## Material provided
------------------------------------------------------------
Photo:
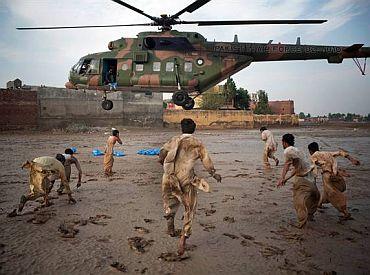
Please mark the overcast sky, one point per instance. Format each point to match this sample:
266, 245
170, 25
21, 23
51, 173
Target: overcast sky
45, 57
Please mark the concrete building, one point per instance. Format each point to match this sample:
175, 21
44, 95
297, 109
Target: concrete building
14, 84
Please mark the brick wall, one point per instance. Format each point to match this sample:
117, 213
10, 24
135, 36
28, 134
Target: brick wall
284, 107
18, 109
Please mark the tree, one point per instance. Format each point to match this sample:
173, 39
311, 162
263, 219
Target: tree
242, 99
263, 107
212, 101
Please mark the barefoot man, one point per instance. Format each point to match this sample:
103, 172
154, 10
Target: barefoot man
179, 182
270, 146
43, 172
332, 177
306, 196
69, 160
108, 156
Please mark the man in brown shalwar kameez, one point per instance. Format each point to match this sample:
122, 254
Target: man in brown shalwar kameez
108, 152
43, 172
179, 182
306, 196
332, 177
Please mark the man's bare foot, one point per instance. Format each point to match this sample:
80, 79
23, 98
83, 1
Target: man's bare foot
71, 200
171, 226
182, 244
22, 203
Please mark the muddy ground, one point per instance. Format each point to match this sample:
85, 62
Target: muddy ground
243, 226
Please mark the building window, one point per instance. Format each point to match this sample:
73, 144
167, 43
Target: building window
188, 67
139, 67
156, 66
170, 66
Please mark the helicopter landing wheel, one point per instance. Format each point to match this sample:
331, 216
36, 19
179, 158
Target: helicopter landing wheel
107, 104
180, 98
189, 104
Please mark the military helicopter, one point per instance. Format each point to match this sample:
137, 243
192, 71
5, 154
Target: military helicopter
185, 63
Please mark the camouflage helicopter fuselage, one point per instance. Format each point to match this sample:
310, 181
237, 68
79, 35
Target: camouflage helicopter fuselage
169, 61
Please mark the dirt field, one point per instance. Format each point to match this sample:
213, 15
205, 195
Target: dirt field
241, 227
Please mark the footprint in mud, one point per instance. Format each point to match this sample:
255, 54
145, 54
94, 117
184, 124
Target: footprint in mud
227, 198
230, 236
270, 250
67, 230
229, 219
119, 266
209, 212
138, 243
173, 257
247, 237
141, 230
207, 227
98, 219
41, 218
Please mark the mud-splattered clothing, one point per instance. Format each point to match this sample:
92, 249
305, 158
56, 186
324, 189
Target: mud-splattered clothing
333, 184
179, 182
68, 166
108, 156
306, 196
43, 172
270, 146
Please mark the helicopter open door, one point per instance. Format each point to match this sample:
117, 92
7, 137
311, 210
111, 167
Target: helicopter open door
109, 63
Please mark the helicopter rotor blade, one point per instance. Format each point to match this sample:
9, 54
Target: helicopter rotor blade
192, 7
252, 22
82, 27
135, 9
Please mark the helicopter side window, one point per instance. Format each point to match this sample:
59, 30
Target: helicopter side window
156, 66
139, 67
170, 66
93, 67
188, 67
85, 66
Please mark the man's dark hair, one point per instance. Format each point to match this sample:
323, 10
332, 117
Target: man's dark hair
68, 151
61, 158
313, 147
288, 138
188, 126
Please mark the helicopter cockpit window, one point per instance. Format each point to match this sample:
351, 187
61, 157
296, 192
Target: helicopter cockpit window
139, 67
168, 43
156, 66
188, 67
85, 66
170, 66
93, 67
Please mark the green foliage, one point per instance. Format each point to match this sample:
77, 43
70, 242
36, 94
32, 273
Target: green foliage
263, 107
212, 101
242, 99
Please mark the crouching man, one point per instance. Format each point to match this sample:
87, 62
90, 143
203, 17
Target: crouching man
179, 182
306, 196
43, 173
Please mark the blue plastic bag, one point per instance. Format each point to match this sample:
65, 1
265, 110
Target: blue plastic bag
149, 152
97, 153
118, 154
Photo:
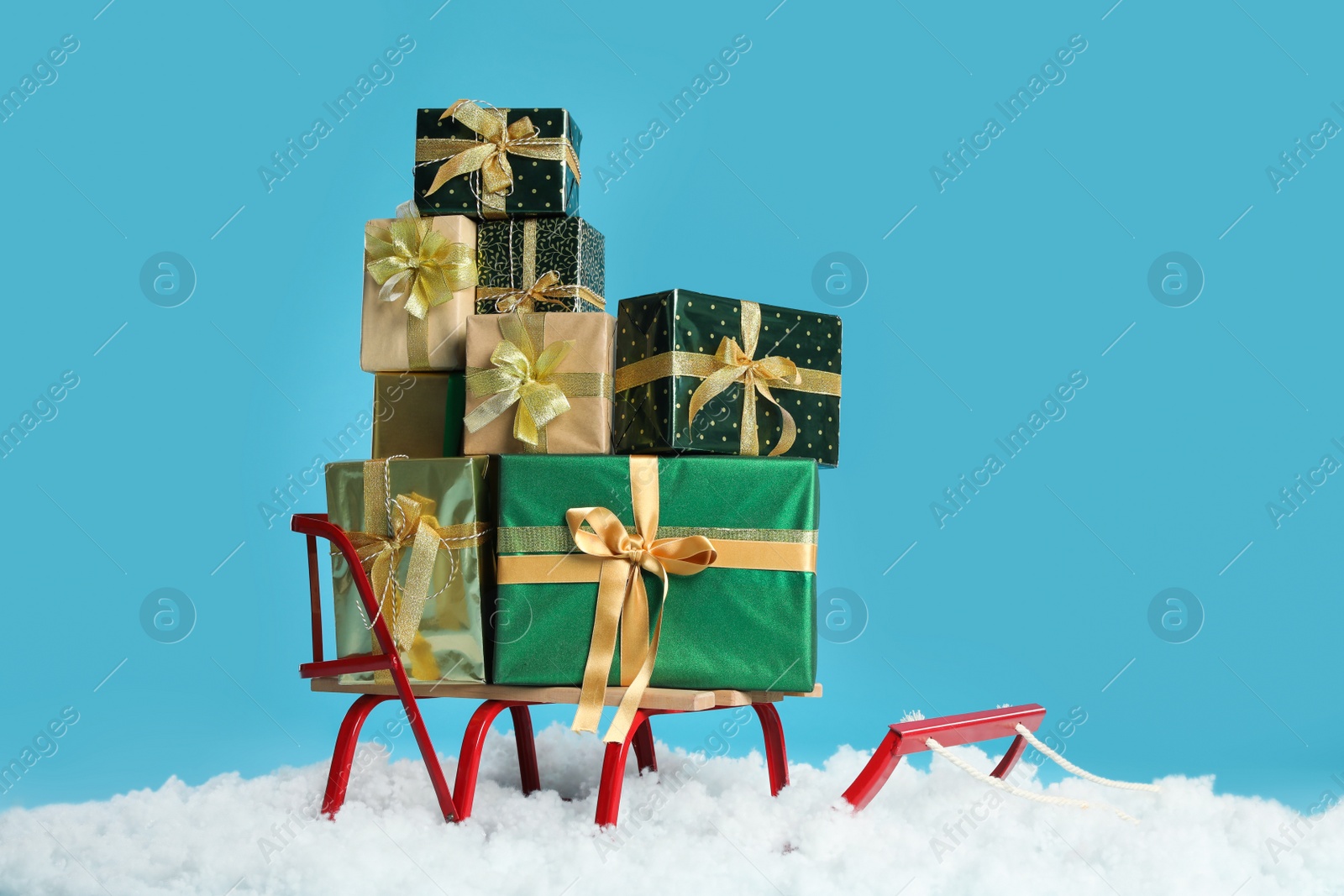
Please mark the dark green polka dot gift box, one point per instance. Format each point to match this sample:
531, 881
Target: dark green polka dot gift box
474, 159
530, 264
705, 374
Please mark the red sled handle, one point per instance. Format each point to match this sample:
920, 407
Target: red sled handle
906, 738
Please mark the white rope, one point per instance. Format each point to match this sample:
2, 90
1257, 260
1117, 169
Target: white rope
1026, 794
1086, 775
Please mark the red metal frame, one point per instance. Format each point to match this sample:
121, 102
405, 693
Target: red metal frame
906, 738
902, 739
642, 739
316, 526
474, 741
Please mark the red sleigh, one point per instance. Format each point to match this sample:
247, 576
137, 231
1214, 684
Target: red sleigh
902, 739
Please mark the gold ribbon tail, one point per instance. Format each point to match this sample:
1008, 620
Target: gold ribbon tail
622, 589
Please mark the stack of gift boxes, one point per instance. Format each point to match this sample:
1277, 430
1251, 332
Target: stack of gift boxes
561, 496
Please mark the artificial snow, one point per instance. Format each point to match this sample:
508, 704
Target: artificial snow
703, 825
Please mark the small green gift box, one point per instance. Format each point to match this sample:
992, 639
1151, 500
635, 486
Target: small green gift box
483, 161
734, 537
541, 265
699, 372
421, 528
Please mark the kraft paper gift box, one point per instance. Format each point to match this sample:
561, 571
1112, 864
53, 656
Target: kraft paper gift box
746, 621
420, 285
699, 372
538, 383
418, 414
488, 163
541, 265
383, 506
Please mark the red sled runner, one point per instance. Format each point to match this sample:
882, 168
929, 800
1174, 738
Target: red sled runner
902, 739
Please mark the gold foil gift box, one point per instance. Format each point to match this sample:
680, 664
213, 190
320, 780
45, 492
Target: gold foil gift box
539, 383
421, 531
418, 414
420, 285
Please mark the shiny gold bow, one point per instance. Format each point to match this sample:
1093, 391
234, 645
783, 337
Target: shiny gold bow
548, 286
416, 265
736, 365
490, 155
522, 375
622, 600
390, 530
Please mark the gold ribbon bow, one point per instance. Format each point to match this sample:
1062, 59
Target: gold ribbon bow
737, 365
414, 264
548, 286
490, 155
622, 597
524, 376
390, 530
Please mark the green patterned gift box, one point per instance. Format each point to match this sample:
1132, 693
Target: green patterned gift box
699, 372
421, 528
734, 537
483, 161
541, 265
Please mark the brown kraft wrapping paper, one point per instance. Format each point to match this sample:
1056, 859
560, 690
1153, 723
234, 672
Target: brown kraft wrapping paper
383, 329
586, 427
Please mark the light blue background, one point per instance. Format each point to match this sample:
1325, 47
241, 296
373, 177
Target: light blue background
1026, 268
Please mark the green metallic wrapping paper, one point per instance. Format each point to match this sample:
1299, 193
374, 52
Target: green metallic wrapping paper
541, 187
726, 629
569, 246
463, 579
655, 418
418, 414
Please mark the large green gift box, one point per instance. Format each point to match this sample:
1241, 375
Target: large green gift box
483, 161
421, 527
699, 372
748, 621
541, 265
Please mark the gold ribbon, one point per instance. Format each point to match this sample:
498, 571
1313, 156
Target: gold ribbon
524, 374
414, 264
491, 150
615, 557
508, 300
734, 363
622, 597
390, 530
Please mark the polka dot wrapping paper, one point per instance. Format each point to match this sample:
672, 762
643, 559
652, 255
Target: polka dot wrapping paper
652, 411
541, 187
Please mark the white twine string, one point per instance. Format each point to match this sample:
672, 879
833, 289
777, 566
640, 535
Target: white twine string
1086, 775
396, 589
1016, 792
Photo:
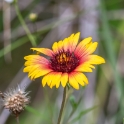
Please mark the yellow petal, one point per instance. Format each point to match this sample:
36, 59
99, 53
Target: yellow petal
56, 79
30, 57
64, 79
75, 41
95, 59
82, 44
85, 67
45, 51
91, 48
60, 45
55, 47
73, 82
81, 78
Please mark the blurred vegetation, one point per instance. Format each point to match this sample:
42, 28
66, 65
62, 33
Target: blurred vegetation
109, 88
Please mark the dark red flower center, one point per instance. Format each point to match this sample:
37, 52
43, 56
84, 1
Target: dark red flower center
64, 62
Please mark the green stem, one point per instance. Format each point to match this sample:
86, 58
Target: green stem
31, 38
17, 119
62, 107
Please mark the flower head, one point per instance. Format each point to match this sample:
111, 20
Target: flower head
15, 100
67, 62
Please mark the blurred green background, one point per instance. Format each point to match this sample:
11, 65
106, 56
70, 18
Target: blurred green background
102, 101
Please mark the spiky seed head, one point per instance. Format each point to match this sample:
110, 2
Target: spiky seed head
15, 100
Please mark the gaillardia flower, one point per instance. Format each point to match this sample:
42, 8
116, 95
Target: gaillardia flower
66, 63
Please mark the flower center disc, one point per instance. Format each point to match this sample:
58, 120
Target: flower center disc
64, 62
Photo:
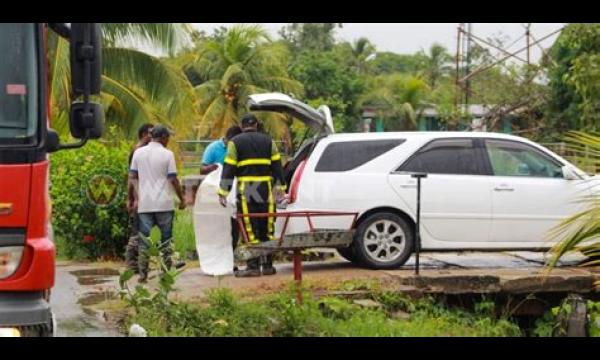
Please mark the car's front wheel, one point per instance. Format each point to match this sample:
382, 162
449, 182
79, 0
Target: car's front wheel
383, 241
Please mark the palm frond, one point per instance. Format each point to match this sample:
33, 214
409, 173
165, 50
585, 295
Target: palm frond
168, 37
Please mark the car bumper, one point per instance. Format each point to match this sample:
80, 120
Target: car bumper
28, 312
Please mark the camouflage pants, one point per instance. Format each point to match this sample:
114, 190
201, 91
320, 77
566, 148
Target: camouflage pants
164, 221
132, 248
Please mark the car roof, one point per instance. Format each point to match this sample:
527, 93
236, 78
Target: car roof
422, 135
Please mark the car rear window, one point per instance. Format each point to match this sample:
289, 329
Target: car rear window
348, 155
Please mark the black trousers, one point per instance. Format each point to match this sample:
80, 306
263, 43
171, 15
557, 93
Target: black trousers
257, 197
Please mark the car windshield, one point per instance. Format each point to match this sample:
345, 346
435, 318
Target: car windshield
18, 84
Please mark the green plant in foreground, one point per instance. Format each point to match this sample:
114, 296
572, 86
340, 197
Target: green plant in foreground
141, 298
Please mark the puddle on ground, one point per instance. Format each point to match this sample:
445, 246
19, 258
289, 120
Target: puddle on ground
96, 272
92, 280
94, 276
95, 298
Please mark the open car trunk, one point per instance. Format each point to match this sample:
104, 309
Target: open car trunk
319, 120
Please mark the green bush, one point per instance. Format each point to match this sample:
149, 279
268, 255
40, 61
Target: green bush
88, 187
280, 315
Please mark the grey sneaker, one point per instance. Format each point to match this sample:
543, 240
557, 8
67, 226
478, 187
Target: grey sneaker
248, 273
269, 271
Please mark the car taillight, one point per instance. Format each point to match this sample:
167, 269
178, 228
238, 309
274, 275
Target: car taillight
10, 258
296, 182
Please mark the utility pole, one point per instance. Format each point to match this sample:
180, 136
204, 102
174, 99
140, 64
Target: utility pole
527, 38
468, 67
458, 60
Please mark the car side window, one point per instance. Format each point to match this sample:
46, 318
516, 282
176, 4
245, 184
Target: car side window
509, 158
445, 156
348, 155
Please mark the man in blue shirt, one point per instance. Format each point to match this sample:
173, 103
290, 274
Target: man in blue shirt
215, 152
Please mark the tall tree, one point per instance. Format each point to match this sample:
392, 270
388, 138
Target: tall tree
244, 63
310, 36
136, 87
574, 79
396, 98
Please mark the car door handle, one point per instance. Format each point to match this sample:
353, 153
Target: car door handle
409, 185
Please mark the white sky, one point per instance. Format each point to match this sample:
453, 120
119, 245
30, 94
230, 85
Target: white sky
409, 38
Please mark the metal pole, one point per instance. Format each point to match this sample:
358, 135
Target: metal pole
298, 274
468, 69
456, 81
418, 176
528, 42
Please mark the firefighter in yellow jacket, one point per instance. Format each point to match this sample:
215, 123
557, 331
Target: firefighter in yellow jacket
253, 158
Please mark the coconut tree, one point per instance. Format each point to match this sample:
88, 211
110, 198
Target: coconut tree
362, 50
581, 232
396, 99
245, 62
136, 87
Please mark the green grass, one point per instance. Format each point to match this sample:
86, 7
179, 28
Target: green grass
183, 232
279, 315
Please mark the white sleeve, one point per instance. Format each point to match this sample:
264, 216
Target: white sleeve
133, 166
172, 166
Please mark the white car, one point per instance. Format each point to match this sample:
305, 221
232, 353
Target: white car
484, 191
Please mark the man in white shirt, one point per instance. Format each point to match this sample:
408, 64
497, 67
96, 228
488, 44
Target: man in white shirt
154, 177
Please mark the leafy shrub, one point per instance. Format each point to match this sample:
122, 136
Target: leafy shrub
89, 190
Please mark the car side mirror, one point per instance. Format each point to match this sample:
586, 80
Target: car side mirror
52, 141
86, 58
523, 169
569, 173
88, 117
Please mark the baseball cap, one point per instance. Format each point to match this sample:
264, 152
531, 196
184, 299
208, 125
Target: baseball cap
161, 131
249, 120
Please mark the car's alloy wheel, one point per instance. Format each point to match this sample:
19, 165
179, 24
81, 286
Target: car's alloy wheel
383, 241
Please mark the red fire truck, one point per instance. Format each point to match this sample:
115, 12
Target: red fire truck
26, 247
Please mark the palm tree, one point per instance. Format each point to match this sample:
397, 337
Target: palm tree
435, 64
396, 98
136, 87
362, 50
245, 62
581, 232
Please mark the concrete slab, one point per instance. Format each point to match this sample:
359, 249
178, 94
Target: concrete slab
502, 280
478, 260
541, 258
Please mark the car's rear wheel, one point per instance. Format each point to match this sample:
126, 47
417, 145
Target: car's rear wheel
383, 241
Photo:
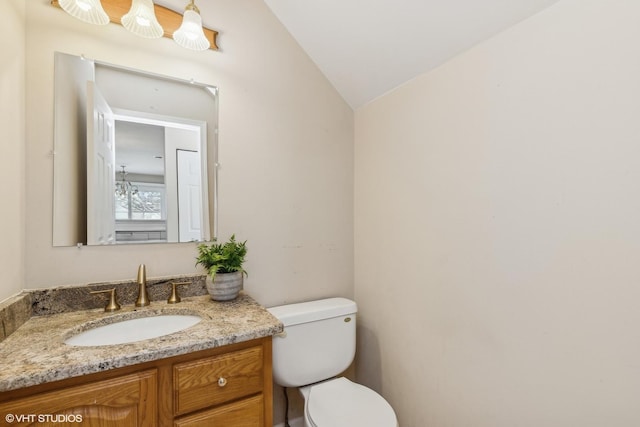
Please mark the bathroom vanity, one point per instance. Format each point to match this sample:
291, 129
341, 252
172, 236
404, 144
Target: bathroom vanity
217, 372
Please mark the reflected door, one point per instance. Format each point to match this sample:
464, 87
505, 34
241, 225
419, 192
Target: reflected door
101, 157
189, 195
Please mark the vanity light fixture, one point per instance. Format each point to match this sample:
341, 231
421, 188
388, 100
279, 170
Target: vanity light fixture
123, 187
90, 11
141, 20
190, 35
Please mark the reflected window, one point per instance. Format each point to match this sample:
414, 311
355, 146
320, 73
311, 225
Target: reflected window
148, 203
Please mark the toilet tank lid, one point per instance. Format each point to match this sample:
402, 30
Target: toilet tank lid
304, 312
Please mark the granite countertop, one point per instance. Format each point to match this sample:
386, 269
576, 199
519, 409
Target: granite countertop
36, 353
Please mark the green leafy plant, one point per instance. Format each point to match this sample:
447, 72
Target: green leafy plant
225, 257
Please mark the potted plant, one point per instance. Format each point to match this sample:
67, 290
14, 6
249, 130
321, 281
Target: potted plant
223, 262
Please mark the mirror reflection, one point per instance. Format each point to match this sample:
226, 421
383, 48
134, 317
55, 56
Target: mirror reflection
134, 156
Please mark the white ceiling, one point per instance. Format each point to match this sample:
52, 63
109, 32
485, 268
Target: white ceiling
------------------------------------------------------------
## Exercise directions
Report how many lines of the preceding records include "ceiling". Output the number only.

## Result for this exercise
2